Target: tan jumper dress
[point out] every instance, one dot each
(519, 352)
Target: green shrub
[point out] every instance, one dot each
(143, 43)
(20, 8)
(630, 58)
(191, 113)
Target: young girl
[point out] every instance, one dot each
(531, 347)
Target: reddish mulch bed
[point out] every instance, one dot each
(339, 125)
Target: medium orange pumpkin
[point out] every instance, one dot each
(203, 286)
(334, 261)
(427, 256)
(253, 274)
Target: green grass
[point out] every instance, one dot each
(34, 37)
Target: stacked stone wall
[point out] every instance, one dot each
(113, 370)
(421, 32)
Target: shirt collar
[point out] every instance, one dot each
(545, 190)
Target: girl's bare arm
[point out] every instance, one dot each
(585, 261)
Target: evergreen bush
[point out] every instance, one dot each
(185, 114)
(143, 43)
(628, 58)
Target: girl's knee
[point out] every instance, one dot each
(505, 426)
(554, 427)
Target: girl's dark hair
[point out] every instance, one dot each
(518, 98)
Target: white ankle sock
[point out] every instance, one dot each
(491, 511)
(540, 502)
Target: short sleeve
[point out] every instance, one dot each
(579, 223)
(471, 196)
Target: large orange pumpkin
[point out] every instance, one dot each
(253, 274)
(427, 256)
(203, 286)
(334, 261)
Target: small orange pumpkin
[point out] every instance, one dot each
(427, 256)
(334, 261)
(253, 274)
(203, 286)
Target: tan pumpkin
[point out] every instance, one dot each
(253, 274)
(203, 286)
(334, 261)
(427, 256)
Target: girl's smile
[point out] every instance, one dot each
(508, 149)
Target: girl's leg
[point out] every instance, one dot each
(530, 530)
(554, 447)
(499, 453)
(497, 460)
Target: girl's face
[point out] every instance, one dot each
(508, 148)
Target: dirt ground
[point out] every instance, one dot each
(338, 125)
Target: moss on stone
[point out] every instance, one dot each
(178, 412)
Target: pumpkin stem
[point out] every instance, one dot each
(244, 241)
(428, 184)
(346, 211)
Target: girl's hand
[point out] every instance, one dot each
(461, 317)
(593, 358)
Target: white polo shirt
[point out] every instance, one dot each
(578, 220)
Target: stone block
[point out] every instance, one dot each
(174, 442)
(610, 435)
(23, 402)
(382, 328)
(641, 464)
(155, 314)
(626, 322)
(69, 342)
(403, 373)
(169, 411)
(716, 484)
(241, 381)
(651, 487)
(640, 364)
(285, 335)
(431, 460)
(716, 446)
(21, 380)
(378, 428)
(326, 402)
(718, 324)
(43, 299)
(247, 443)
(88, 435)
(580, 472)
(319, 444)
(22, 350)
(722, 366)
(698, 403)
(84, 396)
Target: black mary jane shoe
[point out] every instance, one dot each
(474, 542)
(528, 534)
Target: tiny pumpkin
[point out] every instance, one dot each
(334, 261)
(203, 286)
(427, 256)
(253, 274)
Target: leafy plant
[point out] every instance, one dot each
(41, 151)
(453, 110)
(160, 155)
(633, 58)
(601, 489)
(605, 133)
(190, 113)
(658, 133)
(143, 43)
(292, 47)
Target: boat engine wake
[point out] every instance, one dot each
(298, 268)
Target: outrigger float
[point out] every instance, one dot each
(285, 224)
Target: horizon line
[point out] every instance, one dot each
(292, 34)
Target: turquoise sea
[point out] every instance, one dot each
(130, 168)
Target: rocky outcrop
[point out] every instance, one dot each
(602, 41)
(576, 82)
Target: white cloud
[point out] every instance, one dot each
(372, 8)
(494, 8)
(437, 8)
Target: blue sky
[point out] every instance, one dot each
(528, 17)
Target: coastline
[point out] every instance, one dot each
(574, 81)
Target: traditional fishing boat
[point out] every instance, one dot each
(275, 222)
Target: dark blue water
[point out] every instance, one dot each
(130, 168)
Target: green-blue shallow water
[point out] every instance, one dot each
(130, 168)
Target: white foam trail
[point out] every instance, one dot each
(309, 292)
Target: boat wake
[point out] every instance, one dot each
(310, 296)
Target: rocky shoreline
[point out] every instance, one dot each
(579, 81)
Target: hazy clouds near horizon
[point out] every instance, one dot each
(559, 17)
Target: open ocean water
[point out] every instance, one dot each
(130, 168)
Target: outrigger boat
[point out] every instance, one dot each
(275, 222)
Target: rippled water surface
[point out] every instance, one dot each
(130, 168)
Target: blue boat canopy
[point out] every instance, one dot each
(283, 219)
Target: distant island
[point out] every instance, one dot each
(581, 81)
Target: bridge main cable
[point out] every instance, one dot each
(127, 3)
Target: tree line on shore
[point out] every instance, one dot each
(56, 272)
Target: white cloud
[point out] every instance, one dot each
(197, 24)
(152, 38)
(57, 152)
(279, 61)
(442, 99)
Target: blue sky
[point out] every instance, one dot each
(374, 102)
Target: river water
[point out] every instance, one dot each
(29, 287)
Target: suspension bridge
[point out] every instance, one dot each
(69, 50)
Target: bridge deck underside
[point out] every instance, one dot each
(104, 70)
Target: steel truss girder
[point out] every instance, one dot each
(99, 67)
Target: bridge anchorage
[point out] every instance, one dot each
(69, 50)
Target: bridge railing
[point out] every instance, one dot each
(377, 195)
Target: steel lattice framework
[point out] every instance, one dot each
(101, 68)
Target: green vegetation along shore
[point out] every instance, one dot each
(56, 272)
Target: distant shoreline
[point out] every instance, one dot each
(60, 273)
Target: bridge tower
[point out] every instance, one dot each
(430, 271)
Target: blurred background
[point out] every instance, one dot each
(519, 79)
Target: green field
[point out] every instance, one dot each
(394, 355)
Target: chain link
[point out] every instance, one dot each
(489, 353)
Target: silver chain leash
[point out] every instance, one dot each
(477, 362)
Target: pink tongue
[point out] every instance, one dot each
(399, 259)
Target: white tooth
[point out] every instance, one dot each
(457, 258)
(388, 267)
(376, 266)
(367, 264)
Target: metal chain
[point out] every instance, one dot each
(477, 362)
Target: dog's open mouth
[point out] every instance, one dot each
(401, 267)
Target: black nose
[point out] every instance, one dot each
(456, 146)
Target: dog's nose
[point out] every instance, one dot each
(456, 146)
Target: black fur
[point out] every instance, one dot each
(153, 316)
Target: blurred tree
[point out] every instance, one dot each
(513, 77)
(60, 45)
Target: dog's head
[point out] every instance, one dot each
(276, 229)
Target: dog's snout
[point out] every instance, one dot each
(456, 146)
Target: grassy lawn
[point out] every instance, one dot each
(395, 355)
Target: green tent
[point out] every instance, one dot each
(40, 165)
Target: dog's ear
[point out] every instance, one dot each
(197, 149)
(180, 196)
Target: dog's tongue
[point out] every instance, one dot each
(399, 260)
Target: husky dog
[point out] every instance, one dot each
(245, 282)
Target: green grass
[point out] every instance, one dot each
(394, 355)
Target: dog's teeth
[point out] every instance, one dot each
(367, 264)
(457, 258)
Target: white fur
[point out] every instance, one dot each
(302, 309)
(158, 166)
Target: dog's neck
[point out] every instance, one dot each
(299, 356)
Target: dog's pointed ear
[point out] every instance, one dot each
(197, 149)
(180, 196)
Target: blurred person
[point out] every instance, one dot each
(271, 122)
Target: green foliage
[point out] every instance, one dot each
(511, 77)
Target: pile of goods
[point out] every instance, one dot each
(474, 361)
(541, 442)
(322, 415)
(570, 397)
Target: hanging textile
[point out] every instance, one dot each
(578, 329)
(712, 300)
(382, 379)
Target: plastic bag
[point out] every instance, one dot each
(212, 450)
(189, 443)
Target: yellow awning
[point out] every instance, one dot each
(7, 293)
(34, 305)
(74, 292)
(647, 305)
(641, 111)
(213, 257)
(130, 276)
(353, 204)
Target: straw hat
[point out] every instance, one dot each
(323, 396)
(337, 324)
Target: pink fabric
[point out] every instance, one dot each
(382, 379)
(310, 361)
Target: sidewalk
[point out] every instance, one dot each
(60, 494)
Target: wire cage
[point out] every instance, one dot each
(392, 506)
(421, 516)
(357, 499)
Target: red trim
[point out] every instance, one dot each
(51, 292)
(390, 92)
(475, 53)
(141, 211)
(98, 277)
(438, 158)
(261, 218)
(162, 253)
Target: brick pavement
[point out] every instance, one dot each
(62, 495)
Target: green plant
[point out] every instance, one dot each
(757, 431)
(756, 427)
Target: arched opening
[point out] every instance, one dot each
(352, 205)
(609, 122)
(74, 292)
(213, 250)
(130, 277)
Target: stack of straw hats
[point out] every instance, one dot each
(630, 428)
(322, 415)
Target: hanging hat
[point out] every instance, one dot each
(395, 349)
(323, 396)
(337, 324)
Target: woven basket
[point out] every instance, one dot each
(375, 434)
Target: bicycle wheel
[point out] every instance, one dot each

TASK DESCRIPTION - In the listing above, find the line containing "Target: dog's neck", then reproduce it and each line after it through the end, exactly and with nothing added.

REPLY TO THE EXERCISE -
Target: dog's neck
[point out] every instance, one dot each
(299, 356)
Target: dog's pointed ear
[point out] every instance, one dot each
(197, 149)
(180, 196)
Target: blurred person
[point out] every instance, one dot each
(271, 122)
Target: green foliage
[point out] every instance, one dot each
(511, 77)
Target: pile of goods
[point out] every instance, one dot each
(474, 361)
(541, 442)
(322, 415)
(570, 397)
Target: hanging textile
[point out] every instance, one dot each
(578, 329)
(712, 300)
(382, 379)
Target: plastic bag
[point out] every instance, one dot each
(212, 450)
(189, 443)
Target: yellow awning
[point out] every instance, one dot each
(7, 293)
(34, 305)
(74, 292)
(647, 305)
(641, 111)
(213, 257)
(130, 276)
(353, 204)
Target: straw hat
[point out] every instance, one dot each
(323, 396)
(337, 324)
Target: pink fabric
[point out] every instance, one dot each
(382, 379)
(310, 361)
Target: sidewalk
[point out] every instance, one dot each
(60, 494)
Target: wire cage
[point out] every instance, one dot each
(392, 506)
(421, 516)
(357, 499)
Target: red trim
[point out] every instance, one dot each
(51, 292)
(390, 92)
(475, 53)
(141, 211)
(98, 277)
(438, 158)
(261, 218)
(162, 253)
Target: brick pavement
[point out] every instance, one dot each
(62, 495)
Target: green plant
[point out] every instance, one dot each
(757, 431)
(756, 427)
Target: arched opening
[point out] every instance, one dot each
(352, 205)
(609, 122)
(74, 292)
(213, 250)
(130, 277)
Target: stack of straw hats
[point out] every instance, one dot each
(630, 428)
(322, 415)
Target: hanging hat
[point out] every instance, one dot each
(395, 349)
(323, 396)
(337, 324)
Target: woven basket
[point out] every instance, one dot each
(375, 434)
Target: bicycle wheel
[point out] every instance, one dot each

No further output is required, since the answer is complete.